Start RECORDS TO PROCESS

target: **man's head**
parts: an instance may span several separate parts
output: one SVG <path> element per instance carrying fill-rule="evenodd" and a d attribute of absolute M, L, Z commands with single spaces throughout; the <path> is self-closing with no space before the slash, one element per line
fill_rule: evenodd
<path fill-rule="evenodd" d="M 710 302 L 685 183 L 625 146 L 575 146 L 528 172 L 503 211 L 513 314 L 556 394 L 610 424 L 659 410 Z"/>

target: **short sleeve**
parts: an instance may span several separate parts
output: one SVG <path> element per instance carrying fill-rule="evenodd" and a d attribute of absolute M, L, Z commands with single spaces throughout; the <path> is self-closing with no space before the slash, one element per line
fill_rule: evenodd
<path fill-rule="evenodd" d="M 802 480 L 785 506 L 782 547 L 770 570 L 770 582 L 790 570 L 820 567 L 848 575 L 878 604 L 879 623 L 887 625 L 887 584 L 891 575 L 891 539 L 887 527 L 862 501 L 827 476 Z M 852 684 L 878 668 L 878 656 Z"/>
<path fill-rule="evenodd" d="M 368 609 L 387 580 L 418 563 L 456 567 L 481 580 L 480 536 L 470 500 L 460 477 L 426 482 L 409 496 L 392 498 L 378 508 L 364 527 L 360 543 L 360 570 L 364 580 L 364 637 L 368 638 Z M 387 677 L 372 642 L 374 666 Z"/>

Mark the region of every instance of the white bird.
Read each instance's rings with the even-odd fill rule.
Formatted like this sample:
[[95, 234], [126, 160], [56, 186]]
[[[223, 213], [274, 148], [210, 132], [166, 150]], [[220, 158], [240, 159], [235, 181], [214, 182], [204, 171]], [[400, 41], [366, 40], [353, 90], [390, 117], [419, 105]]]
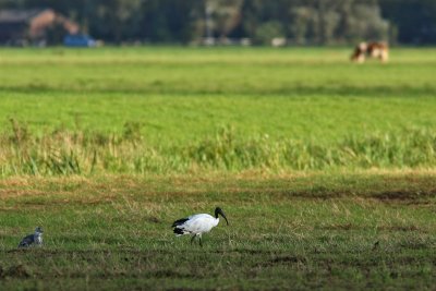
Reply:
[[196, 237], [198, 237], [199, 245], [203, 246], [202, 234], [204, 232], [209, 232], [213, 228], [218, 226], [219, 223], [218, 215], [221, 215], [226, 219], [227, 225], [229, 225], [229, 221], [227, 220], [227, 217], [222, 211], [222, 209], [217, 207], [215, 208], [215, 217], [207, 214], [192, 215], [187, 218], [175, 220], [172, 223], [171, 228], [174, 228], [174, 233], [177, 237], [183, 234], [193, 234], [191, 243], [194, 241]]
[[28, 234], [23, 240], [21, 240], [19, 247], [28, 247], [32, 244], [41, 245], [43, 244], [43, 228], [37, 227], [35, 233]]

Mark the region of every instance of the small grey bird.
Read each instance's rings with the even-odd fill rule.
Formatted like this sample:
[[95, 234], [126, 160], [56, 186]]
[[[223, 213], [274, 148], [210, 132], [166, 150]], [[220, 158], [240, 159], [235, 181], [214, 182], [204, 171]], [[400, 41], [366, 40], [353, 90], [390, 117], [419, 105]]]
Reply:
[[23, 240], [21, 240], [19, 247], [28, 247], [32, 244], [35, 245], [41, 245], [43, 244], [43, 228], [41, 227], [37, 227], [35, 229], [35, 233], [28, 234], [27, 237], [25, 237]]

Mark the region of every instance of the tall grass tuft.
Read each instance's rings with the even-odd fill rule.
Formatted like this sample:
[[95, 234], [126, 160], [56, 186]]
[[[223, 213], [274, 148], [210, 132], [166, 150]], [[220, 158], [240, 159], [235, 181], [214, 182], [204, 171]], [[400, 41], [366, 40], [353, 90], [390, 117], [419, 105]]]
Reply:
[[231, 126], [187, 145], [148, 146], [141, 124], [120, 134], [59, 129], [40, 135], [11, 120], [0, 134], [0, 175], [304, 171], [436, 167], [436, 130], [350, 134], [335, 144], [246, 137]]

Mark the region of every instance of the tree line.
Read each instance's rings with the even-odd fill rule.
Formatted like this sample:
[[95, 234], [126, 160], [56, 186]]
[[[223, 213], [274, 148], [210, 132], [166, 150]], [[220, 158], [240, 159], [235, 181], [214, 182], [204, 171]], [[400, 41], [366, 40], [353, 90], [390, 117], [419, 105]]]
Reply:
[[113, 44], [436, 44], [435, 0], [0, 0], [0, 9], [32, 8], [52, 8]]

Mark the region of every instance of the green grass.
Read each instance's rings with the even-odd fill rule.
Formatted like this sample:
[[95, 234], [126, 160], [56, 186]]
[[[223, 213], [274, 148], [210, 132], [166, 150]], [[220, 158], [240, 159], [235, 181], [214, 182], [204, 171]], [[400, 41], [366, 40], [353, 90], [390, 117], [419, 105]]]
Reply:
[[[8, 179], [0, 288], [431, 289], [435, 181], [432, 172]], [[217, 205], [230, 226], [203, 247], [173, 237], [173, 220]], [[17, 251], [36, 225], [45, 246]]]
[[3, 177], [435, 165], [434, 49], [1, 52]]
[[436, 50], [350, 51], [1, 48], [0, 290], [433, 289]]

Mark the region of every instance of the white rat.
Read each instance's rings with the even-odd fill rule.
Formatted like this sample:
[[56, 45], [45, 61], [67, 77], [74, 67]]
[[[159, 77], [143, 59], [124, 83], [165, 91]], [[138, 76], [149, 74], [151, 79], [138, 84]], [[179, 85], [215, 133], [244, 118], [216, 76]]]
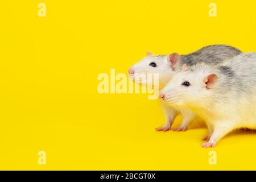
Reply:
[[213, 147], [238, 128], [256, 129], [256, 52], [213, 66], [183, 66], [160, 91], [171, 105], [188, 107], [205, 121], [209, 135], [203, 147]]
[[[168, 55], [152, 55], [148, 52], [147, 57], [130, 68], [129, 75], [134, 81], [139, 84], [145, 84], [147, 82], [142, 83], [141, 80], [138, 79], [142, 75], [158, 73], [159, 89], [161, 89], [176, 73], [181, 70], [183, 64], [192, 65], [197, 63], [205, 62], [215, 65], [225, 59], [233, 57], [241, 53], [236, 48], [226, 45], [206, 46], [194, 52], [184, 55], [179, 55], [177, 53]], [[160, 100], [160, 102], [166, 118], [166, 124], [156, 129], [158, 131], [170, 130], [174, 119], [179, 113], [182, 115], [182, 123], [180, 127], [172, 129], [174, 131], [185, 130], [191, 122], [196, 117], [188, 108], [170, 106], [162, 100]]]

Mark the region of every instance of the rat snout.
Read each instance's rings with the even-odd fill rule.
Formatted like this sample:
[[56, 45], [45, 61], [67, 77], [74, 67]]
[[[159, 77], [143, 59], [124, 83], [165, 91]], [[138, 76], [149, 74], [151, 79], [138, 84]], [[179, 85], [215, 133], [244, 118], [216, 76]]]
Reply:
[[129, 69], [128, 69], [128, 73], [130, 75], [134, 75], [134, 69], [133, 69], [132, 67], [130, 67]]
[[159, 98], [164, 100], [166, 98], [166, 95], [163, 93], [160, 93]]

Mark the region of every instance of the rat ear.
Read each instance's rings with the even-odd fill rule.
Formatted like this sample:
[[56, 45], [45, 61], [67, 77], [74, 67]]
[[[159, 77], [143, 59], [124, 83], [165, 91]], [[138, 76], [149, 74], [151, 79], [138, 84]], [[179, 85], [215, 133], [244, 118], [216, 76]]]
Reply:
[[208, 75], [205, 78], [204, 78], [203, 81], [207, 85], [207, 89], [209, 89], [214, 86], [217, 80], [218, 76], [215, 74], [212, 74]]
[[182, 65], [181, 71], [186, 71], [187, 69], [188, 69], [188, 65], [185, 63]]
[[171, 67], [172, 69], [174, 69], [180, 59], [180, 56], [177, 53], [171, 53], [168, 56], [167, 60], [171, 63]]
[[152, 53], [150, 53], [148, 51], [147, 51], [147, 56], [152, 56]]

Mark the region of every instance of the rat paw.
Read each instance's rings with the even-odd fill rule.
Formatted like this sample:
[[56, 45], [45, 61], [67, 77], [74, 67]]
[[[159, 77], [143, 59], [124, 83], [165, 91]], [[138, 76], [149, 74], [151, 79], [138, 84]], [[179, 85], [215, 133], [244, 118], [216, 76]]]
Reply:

End RECORDS TO PROCESS
Start RECORDS TO PROCESS

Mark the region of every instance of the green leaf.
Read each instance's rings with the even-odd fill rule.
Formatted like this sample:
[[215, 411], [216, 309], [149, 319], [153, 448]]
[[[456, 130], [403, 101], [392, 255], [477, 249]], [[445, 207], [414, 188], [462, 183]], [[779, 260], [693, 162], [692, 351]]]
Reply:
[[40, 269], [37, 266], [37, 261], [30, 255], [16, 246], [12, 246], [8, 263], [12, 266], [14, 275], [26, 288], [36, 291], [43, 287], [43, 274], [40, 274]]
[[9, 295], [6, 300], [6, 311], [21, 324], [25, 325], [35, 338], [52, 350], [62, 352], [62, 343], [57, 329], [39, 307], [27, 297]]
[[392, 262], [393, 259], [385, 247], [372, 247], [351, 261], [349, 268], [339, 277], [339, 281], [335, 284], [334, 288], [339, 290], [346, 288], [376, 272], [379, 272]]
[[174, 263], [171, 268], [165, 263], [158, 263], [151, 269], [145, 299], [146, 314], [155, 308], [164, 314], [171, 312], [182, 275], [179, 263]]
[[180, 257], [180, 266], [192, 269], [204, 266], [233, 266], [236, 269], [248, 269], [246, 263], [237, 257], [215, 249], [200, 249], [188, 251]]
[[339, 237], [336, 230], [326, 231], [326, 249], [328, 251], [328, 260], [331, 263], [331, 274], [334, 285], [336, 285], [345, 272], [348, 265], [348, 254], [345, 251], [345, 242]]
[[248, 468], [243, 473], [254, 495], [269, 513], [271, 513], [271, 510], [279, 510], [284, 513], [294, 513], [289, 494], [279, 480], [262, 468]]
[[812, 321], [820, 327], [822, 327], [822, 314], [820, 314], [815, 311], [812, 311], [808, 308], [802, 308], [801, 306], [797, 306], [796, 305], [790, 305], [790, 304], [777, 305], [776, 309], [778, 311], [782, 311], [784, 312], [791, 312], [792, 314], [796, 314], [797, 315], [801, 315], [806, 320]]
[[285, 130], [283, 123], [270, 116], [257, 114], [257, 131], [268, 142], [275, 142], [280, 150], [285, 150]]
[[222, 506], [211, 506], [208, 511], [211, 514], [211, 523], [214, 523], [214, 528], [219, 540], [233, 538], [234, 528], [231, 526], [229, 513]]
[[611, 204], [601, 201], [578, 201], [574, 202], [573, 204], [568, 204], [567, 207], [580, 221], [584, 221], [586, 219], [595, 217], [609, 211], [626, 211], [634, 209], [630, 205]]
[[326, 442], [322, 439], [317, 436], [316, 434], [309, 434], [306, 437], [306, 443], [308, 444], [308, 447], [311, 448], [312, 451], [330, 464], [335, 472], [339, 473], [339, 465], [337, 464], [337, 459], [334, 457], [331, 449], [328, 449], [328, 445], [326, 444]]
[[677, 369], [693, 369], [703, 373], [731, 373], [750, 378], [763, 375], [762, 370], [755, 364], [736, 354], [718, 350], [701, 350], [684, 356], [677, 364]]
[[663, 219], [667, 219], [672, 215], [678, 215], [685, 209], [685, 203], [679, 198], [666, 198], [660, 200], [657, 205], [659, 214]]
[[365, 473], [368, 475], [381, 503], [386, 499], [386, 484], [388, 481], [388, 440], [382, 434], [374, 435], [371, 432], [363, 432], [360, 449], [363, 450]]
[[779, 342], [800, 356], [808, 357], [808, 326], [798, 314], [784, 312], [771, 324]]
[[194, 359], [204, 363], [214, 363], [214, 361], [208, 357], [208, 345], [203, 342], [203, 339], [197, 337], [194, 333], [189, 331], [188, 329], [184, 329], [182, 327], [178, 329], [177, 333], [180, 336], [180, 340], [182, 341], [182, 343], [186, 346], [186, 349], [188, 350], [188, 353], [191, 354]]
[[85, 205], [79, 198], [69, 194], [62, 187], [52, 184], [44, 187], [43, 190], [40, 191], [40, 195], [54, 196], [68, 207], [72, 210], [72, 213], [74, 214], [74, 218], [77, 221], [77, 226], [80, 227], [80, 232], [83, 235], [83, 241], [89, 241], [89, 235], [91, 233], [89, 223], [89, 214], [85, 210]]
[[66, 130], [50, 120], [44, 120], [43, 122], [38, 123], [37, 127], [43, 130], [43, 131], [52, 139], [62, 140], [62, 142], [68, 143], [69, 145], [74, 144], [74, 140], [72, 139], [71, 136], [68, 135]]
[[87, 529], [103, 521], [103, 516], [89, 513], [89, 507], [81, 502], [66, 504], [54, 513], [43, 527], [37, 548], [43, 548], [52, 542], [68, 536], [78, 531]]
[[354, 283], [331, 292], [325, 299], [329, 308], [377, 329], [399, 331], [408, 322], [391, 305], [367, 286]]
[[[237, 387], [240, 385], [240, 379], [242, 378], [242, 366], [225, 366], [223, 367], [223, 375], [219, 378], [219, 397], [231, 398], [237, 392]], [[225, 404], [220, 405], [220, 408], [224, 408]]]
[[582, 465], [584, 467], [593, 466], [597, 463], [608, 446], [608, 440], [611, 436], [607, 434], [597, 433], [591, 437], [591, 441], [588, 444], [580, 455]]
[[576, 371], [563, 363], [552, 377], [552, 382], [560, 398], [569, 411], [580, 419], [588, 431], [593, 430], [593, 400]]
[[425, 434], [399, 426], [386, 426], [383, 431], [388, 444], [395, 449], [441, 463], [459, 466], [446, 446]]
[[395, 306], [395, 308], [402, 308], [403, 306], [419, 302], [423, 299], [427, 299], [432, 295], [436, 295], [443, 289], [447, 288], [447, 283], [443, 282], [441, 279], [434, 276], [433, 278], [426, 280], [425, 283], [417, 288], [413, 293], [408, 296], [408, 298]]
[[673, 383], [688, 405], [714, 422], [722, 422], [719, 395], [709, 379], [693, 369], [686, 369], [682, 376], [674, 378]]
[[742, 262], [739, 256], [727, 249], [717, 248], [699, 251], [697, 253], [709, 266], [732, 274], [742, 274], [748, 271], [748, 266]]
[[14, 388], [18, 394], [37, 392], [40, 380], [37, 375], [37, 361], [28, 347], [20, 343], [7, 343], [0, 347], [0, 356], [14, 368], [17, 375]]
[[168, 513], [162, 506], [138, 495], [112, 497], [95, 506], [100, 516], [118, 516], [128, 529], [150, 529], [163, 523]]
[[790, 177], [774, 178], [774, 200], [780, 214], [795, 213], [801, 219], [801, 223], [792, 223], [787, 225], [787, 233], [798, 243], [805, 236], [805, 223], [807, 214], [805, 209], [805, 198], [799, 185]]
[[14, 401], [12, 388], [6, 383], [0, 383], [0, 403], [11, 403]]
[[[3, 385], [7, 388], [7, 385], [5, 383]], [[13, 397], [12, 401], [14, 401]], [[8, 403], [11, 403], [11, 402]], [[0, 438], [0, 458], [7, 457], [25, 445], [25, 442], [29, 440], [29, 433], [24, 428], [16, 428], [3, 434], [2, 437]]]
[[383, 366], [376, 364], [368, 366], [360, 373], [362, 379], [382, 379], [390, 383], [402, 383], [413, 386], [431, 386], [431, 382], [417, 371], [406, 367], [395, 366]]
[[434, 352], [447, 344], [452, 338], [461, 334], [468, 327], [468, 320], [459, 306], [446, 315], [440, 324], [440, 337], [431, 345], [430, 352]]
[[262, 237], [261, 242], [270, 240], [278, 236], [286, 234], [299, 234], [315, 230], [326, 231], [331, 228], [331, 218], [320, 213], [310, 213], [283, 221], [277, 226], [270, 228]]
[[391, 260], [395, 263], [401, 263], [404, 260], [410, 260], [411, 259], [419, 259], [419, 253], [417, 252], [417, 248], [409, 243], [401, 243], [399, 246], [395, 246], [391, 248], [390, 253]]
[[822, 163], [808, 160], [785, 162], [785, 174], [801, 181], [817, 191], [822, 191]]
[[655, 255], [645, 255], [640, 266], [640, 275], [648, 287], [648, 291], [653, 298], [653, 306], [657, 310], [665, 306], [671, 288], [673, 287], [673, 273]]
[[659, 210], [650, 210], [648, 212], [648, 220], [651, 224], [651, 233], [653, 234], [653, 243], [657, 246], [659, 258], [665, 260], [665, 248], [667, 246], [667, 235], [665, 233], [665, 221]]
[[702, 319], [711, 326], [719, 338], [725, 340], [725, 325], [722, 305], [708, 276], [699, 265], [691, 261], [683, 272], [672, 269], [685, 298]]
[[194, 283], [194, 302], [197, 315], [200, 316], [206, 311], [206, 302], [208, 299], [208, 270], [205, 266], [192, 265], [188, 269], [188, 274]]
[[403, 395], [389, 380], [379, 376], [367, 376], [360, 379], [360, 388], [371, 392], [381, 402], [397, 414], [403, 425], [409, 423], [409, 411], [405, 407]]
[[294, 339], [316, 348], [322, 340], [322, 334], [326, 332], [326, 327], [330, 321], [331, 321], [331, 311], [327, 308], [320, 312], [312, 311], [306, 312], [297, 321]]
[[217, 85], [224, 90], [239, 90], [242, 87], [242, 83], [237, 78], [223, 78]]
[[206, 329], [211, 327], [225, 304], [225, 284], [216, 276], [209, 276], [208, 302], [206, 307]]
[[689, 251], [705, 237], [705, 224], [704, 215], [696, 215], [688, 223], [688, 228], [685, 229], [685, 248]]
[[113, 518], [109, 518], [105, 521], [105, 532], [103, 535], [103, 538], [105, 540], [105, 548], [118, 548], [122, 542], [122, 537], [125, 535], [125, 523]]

End RECORDS TO PROCESS
Start RECORDS TO PROCESS

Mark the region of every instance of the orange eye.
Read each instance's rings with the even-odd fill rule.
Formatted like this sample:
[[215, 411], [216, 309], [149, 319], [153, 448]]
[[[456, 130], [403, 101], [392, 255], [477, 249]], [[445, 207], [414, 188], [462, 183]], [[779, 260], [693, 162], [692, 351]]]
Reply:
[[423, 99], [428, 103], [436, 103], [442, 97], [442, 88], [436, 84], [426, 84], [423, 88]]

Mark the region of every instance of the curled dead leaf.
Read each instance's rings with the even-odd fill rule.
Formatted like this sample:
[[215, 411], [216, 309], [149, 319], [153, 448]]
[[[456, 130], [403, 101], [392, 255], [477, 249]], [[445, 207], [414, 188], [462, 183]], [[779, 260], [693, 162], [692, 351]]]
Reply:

End RECORDS TO PROCESS

__GIVEN TASK__
Please reproduce the material word for word, starting at the line that contains "Mark the region of every instance of the white rat." and ending after the line that contains "93], [160, 93]]". Leave any pictures out of your reply.

__RESPONSE TO THIS EXERCISE__
Mark the region of every instance of the white rat.
Read each instance's rings with the even-odd fill rule.
Formatted like this sample:
[[56, 45], [45, 61], [67, 77], [74, 67]]
[[[159, 77], [143, 59], [124, 83], [165, 91]], [[138, 76], [149, 74], [151, 79], [138, 84]], [[179, 85], [215, 133], [244, 118], [216, 76]]]
Reply:
[[213, 147], [238, 128], [256, 129], [256, 52], [213, 66], [183, 66], [160, 91], [171, 105], [188, 107], [205, 121], [209, 135], [203, 147]]
[[[168, 55], [152, 55], [148, 52], [147, 57], [130, 68], [129, 75], [134, 81], [139, 84], [145, 84], [147, 82], [142, 83], [141, 80], [138, 79], [142, 75], [158, 73], [159, 89], [161, 89], [176, 73], [181, 70], [183, 64], [192, 65], [197, 63], [205, 62], [215, 65], [225, 59], [233, 57], [241, 53], [236, 48], [226, 45], [206, 46], [194, 52], [184, 55], [179, 55], [177, 53]], [[160, 100], [160, 102], [166, 118], [166, 124], [156, 129], [158, 131], [170, 130], [174, 119], [179, 113], [182, 115], [182, 123], [180, 127], [172, 129], [174, 131], [185, 130], [191, 122], [196, 117], [188, 108], [170, 106], [162, 100]]]

Mark the region of every instance of the rat snout.
Read each instance's rings with the even-odd fill rule.
Formatted like this sample:
[[56, 45], [45, 61], [67, 77], [74, 67]]
[[[159, 77], [143, 59], [124, 83], [165, 91]], [[138, 76], [149, 74], [151, 79], [138, 84]], [[179, 85], [215, 133], [244, 118], [216, 76]]]
Reply:
[[129, 69], [128, 69], [128, 73], [130, 75], [134, 75], [134, 69], [133, 69], [132, 67], [130, 67]]
[[159, 98], [164, 100], [166, 98], [166, 95], [163, 93], [160, 93]]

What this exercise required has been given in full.